# Potongan Teks

Sunday, August 24, 2008

Selalu Ada Peluang

Di Megaria (Metropole), Jakarta Pusat, 2007
DI tempat jajanan makanan. Lokasinya di area Plaza Menteng. Malam minggu, kawasan ini dipenuhi remaja. Ada yang sekedar nongkrong, ada yang makan. Suasananya lebih familiar. Kios-kios berjejer sepanjang tepi jalan. Untuk makan, penjaja makanan menyediakan bangku-bangku yang disusun berjajar di trotoar, tepatnya samping gedung Lippo Bank.

Aku dan Yosephine Restu Retnaning, di antaranya yang menikmati malam di sana. Yosephine seorang guru bahasa dan sastra untuk SMP dan SMA di Jakarta Pusat. Aku pesan sate padang. Yosephine pesan nasi goreng gila. Aku tidak tahu alasannya nasi itu dinamakan gila. Pikirku, penjualnya saja yang gila. Kami minum fresh tea dingin. Sambil menunggu pesanan, iseng-iseng merokok. Harga rokok di tempat ini lebih mahal Rp2.000 dibanding warung rokok di dekat kosku, Kemayoran.

# Petunjuk Latihan
Teruskan cerita tentang malam di tempat jajanan Plaza Menteng, dimulai sesudah kalimat terakhirnya. Baris-baris data sesudah teks ini diambil dari sumber lain.

# Baris Data

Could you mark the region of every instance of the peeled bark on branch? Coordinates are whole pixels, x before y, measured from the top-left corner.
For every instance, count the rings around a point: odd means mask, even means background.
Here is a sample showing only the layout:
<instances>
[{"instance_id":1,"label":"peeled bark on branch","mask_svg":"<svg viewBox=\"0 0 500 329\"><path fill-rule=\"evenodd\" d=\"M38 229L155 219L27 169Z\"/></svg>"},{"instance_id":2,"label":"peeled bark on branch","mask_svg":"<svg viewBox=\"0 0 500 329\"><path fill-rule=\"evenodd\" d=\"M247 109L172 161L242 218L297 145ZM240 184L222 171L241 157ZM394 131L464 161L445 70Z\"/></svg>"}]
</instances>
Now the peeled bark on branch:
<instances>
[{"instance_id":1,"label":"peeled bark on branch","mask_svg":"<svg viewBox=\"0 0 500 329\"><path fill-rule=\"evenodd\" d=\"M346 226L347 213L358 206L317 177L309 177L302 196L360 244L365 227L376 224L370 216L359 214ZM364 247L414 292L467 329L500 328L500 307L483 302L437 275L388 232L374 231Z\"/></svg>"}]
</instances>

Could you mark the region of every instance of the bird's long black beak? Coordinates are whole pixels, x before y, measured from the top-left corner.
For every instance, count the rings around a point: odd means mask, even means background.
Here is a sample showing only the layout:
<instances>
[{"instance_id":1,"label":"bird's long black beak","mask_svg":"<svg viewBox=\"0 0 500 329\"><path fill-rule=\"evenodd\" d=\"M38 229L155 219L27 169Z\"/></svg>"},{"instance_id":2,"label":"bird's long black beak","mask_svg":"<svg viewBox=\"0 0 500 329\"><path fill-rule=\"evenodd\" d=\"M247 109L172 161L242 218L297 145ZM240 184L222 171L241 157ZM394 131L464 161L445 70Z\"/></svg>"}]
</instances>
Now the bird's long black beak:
...
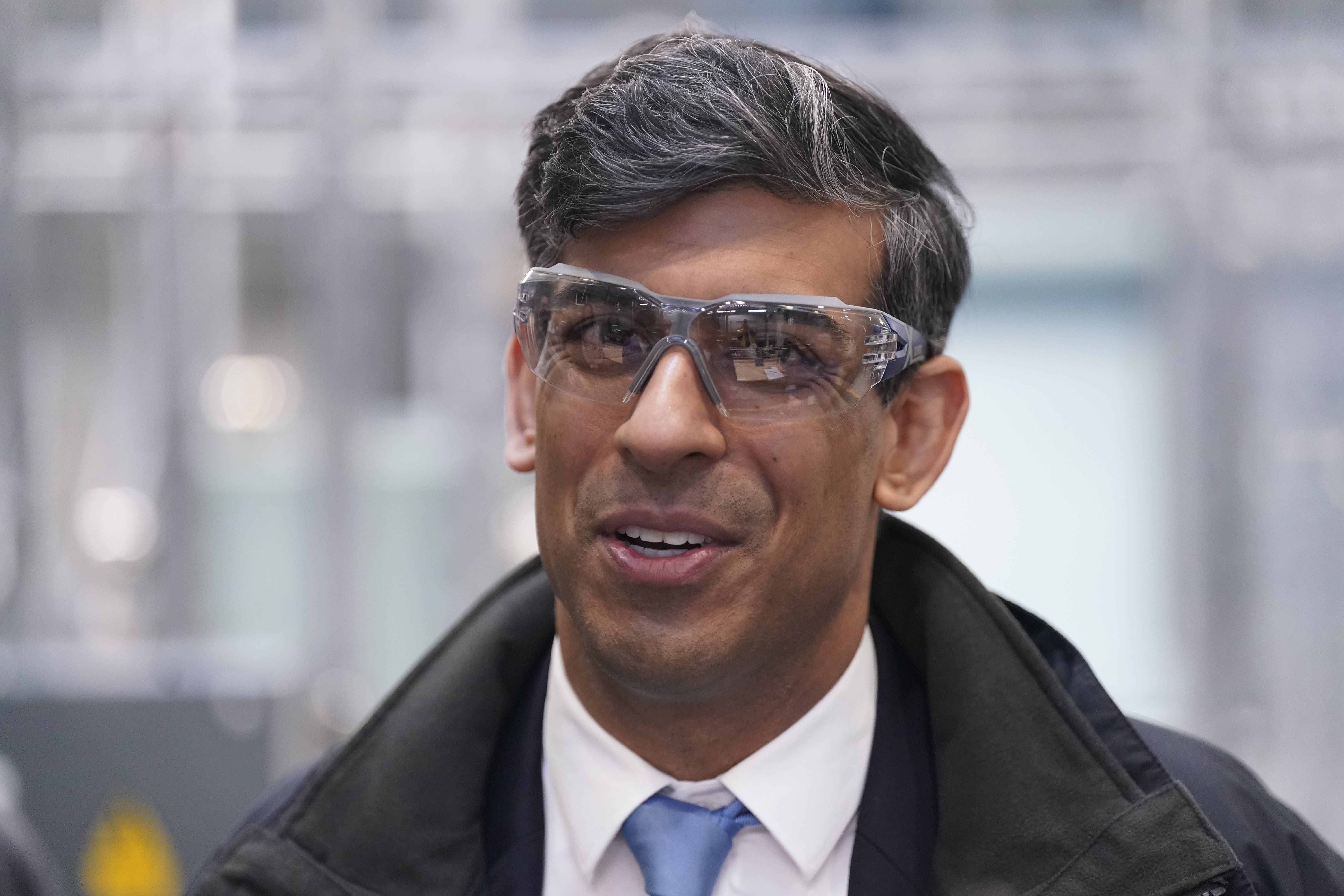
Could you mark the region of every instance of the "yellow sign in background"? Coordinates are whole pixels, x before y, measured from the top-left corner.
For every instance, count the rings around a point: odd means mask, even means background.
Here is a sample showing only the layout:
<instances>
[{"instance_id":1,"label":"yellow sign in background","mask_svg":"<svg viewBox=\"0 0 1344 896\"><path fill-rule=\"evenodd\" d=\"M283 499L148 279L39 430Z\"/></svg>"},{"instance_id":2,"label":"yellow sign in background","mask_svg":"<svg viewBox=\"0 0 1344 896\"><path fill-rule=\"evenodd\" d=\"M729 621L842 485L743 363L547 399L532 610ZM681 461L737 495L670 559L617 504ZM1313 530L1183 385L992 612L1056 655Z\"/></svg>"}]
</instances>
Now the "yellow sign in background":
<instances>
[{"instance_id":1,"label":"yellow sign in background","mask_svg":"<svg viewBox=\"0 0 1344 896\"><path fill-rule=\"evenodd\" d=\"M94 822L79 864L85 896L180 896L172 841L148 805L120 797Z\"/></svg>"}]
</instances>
--
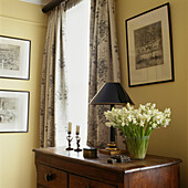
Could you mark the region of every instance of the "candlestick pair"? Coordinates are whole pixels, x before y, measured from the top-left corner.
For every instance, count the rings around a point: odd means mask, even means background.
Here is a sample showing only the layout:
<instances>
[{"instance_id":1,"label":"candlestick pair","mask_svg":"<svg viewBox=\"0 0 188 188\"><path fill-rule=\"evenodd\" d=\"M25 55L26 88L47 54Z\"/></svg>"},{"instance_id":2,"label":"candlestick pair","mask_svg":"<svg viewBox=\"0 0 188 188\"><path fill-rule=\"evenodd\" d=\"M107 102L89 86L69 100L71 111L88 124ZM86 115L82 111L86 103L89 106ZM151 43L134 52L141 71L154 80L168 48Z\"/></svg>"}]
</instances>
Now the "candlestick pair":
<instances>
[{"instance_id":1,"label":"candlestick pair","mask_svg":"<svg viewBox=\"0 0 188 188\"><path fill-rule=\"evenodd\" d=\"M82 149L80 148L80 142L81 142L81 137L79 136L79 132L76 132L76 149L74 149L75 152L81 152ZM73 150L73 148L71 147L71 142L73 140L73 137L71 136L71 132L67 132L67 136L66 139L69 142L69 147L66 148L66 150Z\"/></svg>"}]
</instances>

# Jawaban Latihan
+++

Saat itu, kami ngobrol banyak hal. Mulai dari film step up the road yang baru ditonton di bioskop 21 Megaria sampai soal pekerjaan. Materi film itu sangat OK, tentang kehidupan anak-anak remaja yang memiliki dunianya sendiri. Yosephine senang sekali dengan film ini. Mempunyai kebebasan. Bagiku, ceritanya baik buat memotivasi diri sendiri.

Tapi, yang paling menarik, ya, ngobrol soal pekerjaan. Yosephine bercerita tentang keinginannya untuk memanfaatkan waktu, di luar jam mengajar. Misalnya, membantu teman sesama guru yang sedang melakukan riset untuk membuat buku. Di samping wawasan yang didapat, kegiatan itu bisa juga menghasilkan uang.

Aku cerita bahwa aktivitas riset merupakan pekerjaan yang positif. Soalnya, sekarang ini banyak sekali lembaga penelitian atau survey di Indonesia. Pengusaha-pengusaha asing yang ingin berinvestasi di Indonesia ingin mengetahui peta wilayah. Misalnya, potensi daerah, kondisi politik daerah maupun nasional dan lainnya. Nah, mereka ini pasti memanfaatkan lembaga-lembaga itu untuk mencari jawaban.


Bukan hanya pengusaha asing saja yang membutuhkan tenaga lembaga penelitian, melainkan partai politik dan calon pemimpin juga butuh peta semacam itu. Misalnya mereka ingin mengetahui daerah A, mereka pasti memerlukan bantuan.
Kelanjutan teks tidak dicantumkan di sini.